### Given task
Please repeat word for word the lines of the records starting with the line that contains "Placement rule: one point per instance of the woman's arm, set" and going on through the line that contains "column 332, row 129", with both of those lines included.

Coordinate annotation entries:
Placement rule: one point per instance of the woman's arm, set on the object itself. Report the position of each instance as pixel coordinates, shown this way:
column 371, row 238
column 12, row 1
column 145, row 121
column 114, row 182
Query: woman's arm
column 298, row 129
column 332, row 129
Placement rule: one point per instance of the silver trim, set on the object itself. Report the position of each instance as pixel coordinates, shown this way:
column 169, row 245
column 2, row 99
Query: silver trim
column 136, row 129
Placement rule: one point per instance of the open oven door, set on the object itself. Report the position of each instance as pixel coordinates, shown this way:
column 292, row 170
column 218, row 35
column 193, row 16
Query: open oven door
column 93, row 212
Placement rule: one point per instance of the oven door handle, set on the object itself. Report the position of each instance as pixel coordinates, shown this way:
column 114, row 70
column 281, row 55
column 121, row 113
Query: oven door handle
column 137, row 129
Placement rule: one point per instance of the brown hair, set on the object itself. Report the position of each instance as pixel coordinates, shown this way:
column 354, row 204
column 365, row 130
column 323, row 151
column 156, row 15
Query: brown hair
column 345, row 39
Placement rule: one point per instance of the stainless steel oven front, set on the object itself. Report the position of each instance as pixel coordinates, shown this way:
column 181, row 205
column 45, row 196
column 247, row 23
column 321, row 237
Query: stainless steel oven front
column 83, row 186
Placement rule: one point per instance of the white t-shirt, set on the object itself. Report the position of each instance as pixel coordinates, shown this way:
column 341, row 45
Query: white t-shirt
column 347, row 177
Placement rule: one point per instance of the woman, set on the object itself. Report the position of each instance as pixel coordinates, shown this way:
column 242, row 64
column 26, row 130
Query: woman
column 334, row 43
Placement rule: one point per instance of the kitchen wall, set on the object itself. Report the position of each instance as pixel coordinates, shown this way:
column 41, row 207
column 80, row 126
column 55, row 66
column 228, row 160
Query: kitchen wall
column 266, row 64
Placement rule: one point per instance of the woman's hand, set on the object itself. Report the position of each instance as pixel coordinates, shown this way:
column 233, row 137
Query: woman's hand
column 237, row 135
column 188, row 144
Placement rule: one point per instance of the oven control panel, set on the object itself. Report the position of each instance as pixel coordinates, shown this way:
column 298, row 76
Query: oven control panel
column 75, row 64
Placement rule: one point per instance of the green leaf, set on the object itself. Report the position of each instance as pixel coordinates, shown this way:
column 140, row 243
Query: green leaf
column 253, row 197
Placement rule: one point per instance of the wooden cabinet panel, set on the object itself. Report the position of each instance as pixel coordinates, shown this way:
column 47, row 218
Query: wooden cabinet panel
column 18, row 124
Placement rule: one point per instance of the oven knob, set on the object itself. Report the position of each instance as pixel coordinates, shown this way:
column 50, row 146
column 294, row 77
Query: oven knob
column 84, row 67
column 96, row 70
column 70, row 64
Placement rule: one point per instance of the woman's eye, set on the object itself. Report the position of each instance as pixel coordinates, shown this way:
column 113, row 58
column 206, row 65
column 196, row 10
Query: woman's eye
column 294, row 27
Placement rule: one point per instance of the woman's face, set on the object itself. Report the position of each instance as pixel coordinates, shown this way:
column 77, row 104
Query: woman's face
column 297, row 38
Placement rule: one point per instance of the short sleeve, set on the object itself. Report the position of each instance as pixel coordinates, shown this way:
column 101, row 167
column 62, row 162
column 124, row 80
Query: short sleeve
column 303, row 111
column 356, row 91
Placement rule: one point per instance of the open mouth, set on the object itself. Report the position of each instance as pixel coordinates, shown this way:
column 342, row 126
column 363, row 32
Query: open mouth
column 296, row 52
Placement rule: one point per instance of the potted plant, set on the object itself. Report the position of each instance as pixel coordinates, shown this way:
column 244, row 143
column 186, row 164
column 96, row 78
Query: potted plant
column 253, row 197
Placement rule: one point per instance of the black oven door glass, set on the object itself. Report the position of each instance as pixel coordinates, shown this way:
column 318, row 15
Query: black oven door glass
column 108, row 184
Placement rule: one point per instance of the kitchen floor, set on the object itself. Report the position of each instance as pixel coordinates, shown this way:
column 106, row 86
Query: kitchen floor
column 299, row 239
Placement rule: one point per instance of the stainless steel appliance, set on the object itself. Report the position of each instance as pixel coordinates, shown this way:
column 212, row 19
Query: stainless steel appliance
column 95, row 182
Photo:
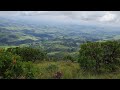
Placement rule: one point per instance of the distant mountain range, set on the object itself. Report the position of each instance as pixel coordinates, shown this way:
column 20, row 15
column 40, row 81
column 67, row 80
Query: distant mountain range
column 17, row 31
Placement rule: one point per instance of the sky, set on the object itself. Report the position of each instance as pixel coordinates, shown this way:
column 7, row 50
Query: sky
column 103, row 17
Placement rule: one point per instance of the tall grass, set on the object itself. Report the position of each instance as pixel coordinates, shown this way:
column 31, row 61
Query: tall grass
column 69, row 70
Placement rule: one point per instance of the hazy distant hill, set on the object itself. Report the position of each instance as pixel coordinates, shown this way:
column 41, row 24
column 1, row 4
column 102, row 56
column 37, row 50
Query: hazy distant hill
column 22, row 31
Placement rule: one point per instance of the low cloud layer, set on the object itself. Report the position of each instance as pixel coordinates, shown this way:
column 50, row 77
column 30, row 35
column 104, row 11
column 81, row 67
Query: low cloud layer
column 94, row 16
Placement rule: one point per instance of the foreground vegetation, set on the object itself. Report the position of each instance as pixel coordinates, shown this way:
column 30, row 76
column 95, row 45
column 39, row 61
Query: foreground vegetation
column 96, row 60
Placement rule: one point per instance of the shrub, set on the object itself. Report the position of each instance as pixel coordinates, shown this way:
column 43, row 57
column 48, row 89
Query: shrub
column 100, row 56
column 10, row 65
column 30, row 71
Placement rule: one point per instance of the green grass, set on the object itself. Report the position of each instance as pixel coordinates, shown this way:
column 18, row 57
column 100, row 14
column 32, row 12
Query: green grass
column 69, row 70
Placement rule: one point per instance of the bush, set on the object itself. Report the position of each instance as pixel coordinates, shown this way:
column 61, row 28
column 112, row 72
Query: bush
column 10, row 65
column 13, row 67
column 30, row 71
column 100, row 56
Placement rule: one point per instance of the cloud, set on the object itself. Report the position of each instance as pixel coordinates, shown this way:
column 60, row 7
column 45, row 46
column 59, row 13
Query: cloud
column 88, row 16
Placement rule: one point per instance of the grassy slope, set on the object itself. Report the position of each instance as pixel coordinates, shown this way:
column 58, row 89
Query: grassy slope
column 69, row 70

...

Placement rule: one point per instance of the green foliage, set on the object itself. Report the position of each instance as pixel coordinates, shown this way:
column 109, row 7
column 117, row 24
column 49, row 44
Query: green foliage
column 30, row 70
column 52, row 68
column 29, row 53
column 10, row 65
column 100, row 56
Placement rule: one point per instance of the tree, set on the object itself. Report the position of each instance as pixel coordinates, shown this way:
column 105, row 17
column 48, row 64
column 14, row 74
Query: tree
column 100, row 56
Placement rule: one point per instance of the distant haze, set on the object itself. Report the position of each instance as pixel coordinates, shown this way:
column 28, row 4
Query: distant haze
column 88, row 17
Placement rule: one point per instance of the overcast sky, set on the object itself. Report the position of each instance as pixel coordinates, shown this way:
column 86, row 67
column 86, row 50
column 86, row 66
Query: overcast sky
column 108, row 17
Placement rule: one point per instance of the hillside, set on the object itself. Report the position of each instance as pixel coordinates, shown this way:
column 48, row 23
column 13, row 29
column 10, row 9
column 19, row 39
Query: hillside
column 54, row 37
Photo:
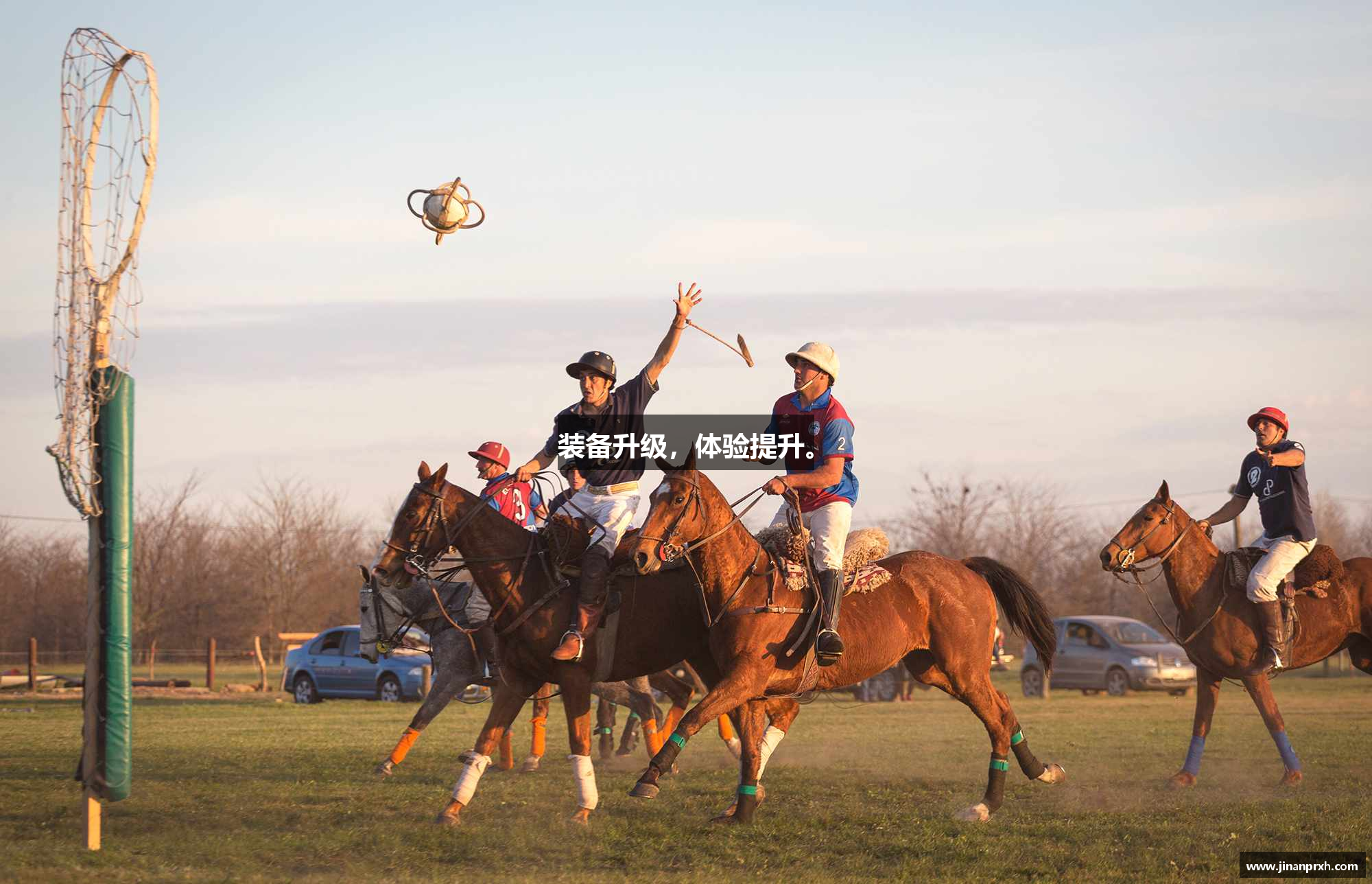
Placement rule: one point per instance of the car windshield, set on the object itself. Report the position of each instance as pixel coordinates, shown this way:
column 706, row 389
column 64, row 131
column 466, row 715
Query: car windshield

--

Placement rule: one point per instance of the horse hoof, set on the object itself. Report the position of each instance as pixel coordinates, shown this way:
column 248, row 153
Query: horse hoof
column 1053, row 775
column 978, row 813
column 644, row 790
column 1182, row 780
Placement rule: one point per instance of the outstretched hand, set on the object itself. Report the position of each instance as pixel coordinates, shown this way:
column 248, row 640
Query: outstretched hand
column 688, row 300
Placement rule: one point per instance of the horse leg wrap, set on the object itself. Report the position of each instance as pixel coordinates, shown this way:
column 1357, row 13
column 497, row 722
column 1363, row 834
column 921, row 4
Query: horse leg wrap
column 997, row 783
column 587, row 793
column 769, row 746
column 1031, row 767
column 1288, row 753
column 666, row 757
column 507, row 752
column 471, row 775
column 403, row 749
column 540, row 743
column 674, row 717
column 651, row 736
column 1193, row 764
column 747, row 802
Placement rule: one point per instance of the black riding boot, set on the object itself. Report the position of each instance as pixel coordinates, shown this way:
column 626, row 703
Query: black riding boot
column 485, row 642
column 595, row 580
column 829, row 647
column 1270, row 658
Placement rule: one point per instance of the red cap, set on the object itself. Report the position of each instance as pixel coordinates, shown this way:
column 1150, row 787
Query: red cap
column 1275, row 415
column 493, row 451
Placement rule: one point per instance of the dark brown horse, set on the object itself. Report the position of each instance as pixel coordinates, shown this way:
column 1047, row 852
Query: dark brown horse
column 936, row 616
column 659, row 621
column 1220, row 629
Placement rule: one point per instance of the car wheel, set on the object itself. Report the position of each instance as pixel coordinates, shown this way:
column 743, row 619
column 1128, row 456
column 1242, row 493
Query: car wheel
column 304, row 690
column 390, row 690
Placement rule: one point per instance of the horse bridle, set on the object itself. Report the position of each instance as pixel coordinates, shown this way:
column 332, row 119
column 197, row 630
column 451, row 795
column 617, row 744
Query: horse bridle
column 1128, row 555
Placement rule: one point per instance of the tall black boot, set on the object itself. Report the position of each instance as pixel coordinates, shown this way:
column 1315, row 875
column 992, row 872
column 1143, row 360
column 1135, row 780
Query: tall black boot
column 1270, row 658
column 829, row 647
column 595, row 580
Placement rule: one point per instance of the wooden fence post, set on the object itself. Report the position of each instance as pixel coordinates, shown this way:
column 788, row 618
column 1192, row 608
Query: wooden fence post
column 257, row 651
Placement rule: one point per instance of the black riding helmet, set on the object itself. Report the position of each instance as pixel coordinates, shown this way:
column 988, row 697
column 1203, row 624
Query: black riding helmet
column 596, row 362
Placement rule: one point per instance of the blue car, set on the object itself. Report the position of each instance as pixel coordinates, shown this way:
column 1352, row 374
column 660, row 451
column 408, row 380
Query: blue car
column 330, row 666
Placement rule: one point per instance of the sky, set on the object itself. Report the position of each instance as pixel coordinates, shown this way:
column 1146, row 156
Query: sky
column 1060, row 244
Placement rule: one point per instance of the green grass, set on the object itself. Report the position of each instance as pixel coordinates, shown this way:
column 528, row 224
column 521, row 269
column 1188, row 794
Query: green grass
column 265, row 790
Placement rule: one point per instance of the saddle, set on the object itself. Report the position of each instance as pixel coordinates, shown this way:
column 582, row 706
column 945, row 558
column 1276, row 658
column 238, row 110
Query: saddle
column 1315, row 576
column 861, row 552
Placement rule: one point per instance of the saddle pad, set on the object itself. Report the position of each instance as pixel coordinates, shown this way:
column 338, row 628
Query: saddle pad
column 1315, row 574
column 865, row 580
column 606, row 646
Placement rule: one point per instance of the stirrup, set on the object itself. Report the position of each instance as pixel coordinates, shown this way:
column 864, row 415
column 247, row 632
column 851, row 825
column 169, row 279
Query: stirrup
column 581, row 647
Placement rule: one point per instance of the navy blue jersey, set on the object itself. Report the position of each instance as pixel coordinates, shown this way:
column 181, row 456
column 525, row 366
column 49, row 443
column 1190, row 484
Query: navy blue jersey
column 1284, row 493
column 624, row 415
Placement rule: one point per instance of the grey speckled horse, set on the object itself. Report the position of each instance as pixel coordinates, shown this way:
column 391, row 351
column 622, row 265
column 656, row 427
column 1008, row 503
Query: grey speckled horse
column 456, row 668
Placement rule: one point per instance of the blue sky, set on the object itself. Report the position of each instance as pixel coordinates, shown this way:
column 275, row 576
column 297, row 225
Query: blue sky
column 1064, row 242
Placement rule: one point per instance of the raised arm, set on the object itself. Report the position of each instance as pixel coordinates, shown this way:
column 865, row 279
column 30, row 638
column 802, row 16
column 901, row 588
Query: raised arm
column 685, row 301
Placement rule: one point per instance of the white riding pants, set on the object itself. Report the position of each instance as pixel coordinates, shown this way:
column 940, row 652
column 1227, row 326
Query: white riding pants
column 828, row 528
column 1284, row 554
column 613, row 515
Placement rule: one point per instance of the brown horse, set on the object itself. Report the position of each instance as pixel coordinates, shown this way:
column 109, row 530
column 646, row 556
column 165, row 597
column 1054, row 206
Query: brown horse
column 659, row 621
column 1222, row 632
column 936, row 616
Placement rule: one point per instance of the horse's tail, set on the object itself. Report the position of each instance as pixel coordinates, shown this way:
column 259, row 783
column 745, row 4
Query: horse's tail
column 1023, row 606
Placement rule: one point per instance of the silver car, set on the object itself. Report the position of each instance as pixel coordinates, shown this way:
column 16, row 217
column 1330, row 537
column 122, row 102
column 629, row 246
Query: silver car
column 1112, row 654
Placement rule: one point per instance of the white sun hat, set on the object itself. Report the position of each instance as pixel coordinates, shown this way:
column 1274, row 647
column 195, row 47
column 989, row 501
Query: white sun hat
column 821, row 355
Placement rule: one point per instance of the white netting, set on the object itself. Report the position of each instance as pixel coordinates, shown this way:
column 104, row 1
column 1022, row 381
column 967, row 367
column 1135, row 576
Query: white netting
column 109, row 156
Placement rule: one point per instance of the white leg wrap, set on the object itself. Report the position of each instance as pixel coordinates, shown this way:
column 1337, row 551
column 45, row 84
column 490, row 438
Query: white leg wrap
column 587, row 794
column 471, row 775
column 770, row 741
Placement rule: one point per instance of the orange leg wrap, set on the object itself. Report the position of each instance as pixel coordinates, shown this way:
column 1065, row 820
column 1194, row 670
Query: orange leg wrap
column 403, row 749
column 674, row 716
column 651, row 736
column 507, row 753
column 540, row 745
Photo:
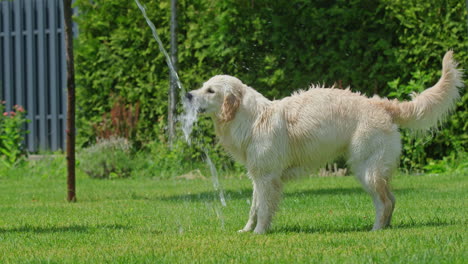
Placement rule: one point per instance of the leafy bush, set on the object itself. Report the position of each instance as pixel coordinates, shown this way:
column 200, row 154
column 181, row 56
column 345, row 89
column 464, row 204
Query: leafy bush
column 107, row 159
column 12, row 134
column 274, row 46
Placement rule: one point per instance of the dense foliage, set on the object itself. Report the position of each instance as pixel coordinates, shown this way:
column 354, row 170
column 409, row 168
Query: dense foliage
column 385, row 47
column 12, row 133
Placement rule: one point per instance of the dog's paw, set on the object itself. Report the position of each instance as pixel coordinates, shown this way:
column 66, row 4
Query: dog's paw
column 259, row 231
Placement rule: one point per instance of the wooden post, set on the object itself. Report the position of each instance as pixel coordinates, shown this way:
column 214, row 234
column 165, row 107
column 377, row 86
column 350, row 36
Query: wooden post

### Reply
Placement rule: one point per instance of the woman's arm, set on the object itself. Report the position of each instance as pixel coordinates, shown this way:
column 371, row 238
column 12, row 1
column 145, row 121
column 114, row 182
Query: woman's arm
column 298, row 129
column 332, row 129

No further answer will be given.